Data supplied
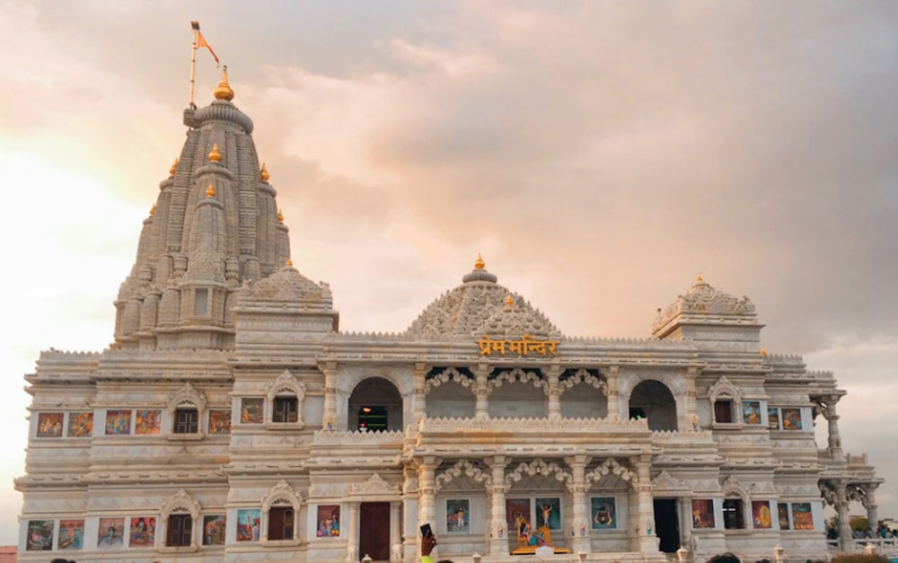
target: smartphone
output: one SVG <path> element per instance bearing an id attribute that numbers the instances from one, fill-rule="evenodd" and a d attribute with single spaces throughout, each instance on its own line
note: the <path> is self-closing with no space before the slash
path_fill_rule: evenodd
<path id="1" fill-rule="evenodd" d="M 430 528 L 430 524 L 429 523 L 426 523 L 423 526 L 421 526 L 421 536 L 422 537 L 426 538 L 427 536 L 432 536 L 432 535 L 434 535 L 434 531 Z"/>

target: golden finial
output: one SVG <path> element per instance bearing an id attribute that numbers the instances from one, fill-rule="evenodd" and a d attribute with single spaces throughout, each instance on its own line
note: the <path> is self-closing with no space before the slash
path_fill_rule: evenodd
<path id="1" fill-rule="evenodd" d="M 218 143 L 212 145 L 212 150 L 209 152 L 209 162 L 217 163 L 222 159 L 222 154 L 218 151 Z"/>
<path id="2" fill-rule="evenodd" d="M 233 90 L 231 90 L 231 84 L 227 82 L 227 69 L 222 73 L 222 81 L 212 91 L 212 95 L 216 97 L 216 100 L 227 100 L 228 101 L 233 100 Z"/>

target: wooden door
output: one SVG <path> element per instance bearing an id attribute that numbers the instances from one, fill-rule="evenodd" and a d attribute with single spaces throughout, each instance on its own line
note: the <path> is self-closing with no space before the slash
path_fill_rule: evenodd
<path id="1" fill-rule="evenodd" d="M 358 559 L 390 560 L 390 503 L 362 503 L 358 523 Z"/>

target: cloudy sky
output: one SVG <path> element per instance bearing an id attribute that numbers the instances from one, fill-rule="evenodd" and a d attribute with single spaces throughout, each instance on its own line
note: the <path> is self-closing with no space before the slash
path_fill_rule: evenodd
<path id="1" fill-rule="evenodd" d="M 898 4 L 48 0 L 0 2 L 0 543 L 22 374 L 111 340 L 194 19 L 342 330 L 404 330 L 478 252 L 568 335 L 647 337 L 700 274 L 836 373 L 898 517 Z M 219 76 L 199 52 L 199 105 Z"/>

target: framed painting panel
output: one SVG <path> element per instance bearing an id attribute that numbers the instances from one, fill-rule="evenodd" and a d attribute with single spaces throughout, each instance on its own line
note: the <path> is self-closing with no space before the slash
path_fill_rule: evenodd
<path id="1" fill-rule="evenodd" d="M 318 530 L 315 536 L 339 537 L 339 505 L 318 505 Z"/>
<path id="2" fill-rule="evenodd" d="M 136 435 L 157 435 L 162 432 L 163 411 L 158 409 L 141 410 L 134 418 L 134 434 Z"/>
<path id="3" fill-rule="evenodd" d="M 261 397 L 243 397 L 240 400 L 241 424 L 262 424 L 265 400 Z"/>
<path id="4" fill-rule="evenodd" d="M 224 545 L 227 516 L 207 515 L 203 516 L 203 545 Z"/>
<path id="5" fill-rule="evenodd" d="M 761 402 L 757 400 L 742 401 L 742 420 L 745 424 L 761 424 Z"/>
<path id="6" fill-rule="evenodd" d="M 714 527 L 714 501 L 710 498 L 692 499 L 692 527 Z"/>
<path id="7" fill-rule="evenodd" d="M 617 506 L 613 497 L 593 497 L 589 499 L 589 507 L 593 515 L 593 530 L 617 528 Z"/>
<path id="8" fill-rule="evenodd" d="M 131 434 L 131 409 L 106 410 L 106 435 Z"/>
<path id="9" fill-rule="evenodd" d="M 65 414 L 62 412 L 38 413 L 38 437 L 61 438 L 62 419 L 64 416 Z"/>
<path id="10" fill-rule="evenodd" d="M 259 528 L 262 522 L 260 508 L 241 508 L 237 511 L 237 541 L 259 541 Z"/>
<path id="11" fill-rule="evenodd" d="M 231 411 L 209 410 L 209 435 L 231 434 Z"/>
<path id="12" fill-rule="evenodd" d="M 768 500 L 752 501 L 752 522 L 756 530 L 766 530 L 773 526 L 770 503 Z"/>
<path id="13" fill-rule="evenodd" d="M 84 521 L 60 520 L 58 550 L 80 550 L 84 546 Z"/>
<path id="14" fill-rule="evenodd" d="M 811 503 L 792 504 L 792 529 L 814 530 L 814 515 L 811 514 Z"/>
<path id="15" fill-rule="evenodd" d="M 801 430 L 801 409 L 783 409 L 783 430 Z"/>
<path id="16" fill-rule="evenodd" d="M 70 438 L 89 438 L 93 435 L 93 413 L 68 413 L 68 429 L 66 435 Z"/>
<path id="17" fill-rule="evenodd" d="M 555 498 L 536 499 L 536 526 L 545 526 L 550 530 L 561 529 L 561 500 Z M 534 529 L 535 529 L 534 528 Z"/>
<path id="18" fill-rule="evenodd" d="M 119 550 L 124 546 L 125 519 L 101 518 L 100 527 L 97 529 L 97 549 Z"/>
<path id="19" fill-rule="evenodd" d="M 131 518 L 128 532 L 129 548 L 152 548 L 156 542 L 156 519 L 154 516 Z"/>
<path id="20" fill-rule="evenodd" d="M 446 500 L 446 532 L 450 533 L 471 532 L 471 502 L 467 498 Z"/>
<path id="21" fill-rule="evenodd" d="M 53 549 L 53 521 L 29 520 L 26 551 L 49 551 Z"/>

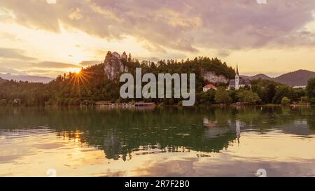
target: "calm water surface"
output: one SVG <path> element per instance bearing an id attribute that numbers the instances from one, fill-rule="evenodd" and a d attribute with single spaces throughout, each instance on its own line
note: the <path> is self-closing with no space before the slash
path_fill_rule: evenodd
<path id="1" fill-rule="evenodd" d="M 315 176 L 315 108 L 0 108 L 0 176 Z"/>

Problem to work on
Write out all of the entries above line for line, leaving out the pictures.

Completed task
target: smartphone
output: one SVG <path> element per instance bearing an id attribute that numbers the instances from one, fill-rule="evenodd" and a d attribute with single spaces throughout, each instance on its own line
note: the <path> is self-closing with no space before the slash
path_fill_rule: evenodd
<path id="1" fill-rule="evenodd" d="M 430 528 L 430 524 L 429 523 L 426 523 L 423 526 L 421 526 L 421 536 L 422 537 L 426 538 L 427 536 L 432 536 L 432 535 L 434 535 L 434 531 Z"/>

target: golden finial
output: one SVG <path> element per instance bearing an id attribute that numbers the instances from one, fill-rule="evenodd" and a d attribute with single spaces throughout, each instance on its own line
note: the <path> is self-closing with no space before the slash
path_fill_rule: evenodd
<path id="1" fill-rule="evenodd" d="M 218 143 L 212 145 L 212 150 L 209 152 L 209 162 L 217 163 L 222 159 L 222 154 L 218 151 Z"/>
<path id="2" fill-rule="evenodd" d="M 233 90 L 231 90 L 231 84 L 227 82 L 227 69 L 222 73 L 222 81 L 212 91 L 212 95 L 216 97 L 216 100 L 227 100 L 228 101 L 233 100 Z"/>

target: wooden door
output: one SVG <path> element per instance bearing an id attribute that numbers the instances from one, fill-rule="evenodd" and a d attribute with single spaces throughout, each instance on its own line
note: the <path> is self-closing with no space before the slash
path_fill_rule: evenodd
<path id="1" fill-rule="evenodd" d="M 358 559 L 390 560 L 390 503 L 362 503 L 358 523 Z"/>

target: cloudy sky
output: one SVG <path> element per instance bearing an id attribute that numbers the instances from one, fill-rule="evenodd" and a d attribute with single spaces throughout, each instance on its own line
note: the <path> is self-closing with no space before the slash
path_fill_rule: evenodd
<path id="1" fill-rule="evenodd" d="M 898 4 L 48 0 L 0 2 L 0 543 L 22 374 L 111 340 L 194 19 L 342 330 L 404 330 L 478 252 L 568 335 L 647 337 L 700 274 L 836 373 L 898 517 Z M 219 76 L 199 52 L 199 105 Z"/>

target: framed painting panel
output: one SVG <path> element per instance bearing an id attribute that numbers the instances from one, fill-rule="evenodd" and a d attribute with single spaces throughout, each instance on its own line
note: the <path> is self-closing with no space before the slash
path_fill_rule: evenodd
<path id="1" fill-rule="evenodd" d="M 318 530 L 315 536 L 339 537 L 339 505 L 318 505 Z"/>
<path id="2" fill-rule="evenodd" d="M 136 435 L 157 435 L 162 432 L 163 411 L 158 409 L 141 410 L 134 418 L 134 434 Z"/>
<path id="3" fill-rule="evenodd" d="M 261 397 L 243 397 L 240 400 L 241 424 L 262 424 L 265 400 Z"/>
<path id="4" fill-rule="evenodd" d="M 224 545 L 227 516 L 207 515 L 203 516 L 203 545 Z"/>
<path id="5" fill-rule="evenodd" d="M 761 402 L 757 400 L 742 401 L 742 420 L 745 424 L 761 424 Z"/>
<path id="6" fill-rule="evenodd" d="M 714 527 L 714 501 L 710 498 L 692 499 L 692 527 Z"/>
<path id="7" fill-rule="evenodd" d="M 617 506 L 613 497 L 593 497 L 589 499 L 589 507 L 593 515 L 593 530 L 617 528 Z"/>
<path id="8" fill-rule="evenodd" d="M 131 434 L 131 409 L 106 410 L 106 435 Z"/>
<path id="9" fill-rule="evenodd" d="M 65 414 L 62 412 L 38 413 L 38 437 L 61 438 L 62 419 L 64 416 Z"/>
<path id="10" fill-rule="evenodd" d="M 259 528 L 262 522 L 260 508 L 241 508 L 237 511 L 237 541 L 259 541 Z"/>
<path id="11" fill-rule="evenodd" d="M 231 411 L 209 410 L 209 435 L 231 434 Z"/>
<path id="12" fill-rule="evenodd" d="M 768 500 L 752 501 L 752 522 L 756 530 L 766 530 L 773 526 L 770 503 Z"/>
<path id="13" fill-rule="evenodd" d="M 84 521 L 60 520 L 58 550 L 80 550 L 84 546 Z"/>
<path id="14" fill-rule="evenodd" d="M 811 503 L 792 504 L 792 529 L 814 530 L 814 515 L 811 514 Z"/>
<path id="15" fill-rule="evenodd" d="M 801 430 L 801 409 L 783 409 L 783 430 Z"/>
<path id="16" fill-rule="evenodd" d="M 70 438 L 89 438 L 93 435 L 93 413 L 68 413 L 68 429 L 66 435 Z"/>
<path id="17" fill-rule="evenodd" d="M 555 498 L 536 499 L 536 526 L 545 526 L 550 530 L 561 529 L 561 500 Z M 534 529 L 535 529 L 534 528 Z"/>
<path id="18" fill-rule="evenodd" d="M 119 550 L 124 546 L 125 519 L 101 518 L 100 527 L 97 529 L 97 549 Z"/>
<path id="19" fill-rule="evenodd" d="M 131 518 L 128 532 L 129 548 L 152 548 L 156 542 L 156 519 L 154 516 Z"/>
<path id="20" fill-rule="evenodd" d="M 446 500 L 446 532 L 450 533 L 471 532 L 471 502 L 467 498 Z"/>
<path id="21" fill-rule="evenodd" d="M 53 549 L 53 521 L 29 520 L 26 551 L 49 551 Z"/>

target: "calm water surface"
output: one SVG <path> element per instance bearing an id attribute that numbers the instances from one, fill-rule="evenodd" and a d attribute with single spaces throughout, each instance on its own line
note: the <path> is self-closing with no space before the slash
path_fill_rule: evenodd
<path id="1" fill-rule="evenodd" d="M 315 176 L 315 108 L 0 108 L 0 176 Z"/>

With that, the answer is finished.